■ **Exercice proposé a**
Pour chacune des affirmations suivantes sur l'extrait consacré à Naudé, répondez par oui ou par non et citez les mots du texte qui tranchent : (i) les femmes n'ont pas de place chez Naudé ; (ii) Naudé admire sincèrement les académies d'Italie qu'il énumère ; (iii) Naudé cite Pétrone à propos des déclamateurs.

■ **Extrait du document**
Si Naudé ne comptait pas assez sur ce prochain monde des bons esprits, il semble avoir encore moins soupçonné qu’une autre portion plus délicate s’y introduirait, et que l’heure approchait où il faudrait écrire en français pour être lu même des femmes. Chez Naudé, les femmes n’entrent pas ; latin à part, il y a des grossièretés.
La finesse d’ailleurs, la raillerie couverte, la sournoiserie même de l’auteur entre ces deux bons compères, Saint-Ange et Mascurat, va aussi loin qu’on peut supposer. Je veux trahir et prendre sur le fait sa méthode habituelle. A un endroit, par exemple, il énumère au long les académies d’Italie ; rien de plus intéressant pour les esprits académiques ; on croirait, à la complaisance du détail, que Naudé admire, qu’il se prend ; pas du tout. Prenez garde : voilà qu’à la fin, citant Pétrone sur les déclamateurs, il montre que ces façons pompeuses d’exercice littéraire ne servent au fond de rien, que les vrais grands écrivains sont de date antérieure, que les bons esprits vont à ces nouvelles Académies comme les belles femmes au bal, c’est-à-dire sans en chercher autre profit que d’y passer le temps agréablement et de s’y faire voir et admirer. — Sur quoi Saint-Ange, un peu surpris du revers, dit à Muscurat : « Tu fais justement comme ces vaches qui attendent que le pot au lait soit plein pour le renverser250… » Voilà, en bon français, la méthode de Gabriel Naudé et des grands sceptiques.

■ **Données enregistrées**
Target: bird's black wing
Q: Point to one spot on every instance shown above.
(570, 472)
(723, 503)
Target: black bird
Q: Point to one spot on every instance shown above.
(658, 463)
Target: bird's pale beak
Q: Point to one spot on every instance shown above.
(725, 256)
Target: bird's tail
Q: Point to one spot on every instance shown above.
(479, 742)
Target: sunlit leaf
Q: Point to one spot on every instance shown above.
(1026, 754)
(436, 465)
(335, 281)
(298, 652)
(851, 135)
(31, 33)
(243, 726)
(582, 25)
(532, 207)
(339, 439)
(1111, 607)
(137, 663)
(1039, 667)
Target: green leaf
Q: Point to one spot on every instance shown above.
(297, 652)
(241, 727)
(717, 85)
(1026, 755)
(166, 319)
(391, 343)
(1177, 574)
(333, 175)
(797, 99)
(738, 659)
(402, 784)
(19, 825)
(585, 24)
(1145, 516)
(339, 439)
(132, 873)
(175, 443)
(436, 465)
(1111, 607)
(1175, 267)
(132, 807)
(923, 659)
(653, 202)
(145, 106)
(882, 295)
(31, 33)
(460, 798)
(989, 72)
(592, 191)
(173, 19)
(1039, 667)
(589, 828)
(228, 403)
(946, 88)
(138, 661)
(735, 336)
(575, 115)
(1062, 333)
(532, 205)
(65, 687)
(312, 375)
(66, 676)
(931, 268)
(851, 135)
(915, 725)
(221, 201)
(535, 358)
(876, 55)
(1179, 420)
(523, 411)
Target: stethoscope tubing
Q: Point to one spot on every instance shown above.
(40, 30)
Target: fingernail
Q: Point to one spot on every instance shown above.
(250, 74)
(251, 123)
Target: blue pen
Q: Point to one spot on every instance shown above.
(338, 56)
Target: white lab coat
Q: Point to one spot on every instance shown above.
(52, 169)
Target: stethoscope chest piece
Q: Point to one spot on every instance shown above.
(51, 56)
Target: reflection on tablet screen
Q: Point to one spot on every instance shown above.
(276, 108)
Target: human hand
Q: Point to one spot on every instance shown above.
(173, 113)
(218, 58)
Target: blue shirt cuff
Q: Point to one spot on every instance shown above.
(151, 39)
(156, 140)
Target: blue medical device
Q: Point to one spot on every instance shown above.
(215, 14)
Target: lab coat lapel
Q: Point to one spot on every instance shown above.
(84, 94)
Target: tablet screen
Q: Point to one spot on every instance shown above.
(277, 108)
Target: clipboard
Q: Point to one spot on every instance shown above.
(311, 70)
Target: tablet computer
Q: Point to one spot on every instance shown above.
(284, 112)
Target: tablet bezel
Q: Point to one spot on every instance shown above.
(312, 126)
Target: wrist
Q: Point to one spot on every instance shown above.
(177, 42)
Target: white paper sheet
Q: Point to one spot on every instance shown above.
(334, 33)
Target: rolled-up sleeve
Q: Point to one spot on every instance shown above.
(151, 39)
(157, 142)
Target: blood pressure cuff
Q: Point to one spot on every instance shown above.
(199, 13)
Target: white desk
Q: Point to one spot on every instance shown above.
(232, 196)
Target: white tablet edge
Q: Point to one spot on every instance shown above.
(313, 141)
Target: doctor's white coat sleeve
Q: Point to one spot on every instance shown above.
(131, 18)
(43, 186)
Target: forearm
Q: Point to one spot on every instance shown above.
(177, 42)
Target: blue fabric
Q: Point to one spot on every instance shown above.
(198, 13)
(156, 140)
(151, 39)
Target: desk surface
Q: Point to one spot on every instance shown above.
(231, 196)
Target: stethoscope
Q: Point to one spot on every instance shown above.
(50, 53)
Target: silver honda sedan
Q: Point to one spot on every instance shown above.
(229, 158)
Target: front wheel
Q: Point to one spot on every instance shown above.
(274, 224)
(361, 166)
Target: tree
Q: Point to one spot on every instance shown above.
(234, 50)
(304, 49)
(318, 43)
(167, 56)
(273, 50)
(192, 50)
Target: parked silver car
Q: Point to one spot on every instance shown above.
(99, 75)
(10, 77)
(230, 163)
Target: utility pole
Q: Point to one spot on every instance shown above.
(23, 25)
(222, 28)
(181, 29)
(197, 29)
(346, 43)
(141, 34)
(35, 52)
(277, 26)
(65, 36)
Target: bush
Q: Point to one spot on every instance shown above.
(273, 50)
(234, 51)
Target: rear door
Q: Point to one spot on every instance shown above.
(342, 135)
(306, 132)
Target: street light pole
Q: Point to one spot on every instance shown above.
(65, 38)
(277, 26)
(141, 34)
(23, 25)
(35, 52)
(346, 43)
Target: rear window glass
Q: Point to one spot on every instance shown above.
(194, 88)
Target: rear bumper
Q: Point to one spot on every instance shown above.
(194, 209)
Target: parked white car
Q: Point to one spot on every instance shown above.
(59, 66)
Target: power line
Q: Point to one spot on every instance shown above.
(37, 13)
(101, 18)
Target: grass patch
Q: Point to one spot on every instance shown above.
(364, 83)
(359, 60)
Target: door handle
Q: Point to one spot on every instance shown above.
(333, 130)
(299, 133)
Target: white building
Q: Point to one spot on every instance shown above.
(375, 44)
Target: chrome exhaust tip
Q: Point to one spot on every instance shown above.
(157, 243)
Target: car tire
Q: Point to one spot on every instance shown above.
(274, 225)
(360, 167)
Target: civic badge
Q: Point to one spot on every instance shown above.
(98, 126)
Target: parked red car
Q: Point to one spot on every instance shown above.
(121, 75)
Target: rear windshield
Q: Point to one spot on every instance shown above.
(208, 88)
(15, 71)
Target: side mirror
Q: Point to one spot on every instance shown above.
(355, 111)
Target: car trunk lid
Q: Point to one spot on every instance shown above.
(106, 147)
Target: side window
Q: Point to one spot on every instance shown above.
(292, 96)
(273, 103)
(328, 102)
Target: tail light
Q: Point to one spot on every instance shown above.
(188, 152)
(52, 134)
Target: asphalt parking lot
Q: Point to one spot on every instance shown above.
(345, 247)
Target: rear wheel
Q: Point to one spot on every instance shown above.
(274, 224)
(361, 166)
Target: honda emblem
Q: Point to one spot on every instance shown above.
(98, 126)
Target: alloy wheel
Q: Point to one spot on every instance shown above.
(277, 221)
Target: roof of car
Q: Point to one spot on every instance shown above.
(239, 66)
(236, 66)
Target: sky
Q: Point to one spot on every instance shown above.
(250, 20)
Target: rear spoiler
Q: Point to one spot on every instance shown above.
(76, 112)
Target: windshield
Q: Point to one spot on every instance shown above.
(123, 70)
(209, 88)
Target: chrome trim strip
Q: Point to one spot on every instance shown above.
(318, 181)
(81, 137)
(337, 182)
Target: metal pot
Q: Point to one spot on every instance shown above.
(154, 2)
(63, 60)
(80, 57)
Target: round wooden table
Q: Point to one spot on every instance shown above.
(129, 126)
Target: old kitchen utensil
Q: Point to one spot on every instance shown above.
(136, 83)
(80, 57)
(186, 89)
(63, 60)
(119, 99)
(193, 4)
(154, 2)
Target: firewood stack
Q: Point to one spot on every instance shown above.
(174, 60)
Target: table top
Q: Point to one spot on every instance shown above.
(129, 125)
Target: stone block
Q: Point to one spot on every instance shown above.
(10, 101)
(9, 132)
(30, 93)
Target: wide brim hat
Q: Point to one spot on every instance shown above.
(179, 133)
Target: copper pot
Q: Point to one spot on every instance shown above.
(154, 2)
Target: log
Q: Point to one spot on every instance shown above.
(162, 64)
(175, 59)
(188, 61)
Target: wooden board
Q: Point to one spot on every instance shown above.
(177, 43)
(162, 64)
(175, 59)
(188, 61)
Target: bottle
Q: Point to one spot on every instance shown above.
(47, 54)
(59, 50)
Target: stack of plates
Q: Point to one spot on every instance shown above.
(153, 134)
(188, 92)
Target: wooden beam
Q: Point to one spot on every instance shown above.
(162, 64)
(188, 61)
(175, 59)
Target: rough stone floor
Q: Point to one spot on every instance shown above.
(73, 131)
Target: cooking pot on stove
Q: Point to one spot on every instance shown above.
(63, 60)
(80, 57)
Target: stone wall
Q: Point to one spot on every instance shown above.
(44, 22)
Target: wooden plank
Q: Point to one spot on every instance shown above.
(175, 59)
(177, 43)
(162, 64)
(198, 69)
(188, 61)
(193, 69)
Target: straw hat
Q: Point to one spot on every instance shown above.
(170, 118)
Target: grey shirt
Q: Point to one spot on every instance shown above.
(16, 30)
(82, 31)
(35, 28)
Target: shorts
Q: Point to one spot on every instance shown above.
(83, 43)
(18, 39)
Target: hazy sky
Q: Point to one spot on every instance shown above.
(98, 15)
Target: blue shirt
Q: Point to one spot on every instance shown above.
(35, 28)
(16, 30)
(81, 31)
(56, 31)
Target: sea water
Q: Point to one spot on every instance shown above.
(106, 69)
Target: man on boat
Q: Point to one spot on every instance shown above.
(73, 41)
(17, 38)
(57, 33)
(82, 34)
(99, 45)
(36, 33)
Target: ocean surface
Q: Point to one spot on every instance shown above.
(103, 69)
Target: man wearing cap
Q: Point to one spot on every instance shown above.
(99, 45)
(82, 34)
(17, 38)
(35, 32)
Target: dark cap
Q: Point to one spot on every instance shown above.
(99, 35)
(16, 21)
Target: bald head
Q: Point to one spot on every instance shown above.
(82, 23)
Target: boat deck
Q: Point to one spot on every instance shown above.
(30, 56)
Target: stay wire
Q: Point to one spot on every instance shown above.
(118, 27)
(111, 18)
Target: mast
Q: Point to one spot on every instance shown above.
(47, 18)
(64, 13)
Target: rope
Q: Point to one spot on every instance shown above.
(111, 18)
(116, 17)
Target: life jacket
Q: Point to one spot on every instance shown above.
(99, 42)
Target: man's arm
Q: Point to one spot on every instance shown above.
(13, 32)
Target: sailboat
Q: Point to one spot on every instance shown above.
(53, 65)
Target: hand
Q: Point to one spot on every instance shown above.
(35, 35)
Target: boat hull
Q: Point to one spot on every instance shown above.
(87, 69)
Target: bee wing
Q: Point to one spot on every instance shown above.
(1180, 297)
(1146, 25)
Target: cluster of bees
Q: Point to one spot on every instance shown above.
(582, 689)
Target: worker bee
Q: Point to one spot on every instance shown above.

■ **Exercice proposé b**
Relevez chaque ligne de la liste où figure le mot "pole", en respectant la casse.

■ **Réponse a**
(i) Oui : « Chez Naudé, les femmes n’entrent pas »
(ii) Non : « on croirait, à la complaisance du détail, que Naudé admire, qu’il se prend ; pas du tout »
(iii) Oui : « citant Pétrone sur les déclamateurs »

■ **Réponse b**
Target: utility pole
Target: street light pole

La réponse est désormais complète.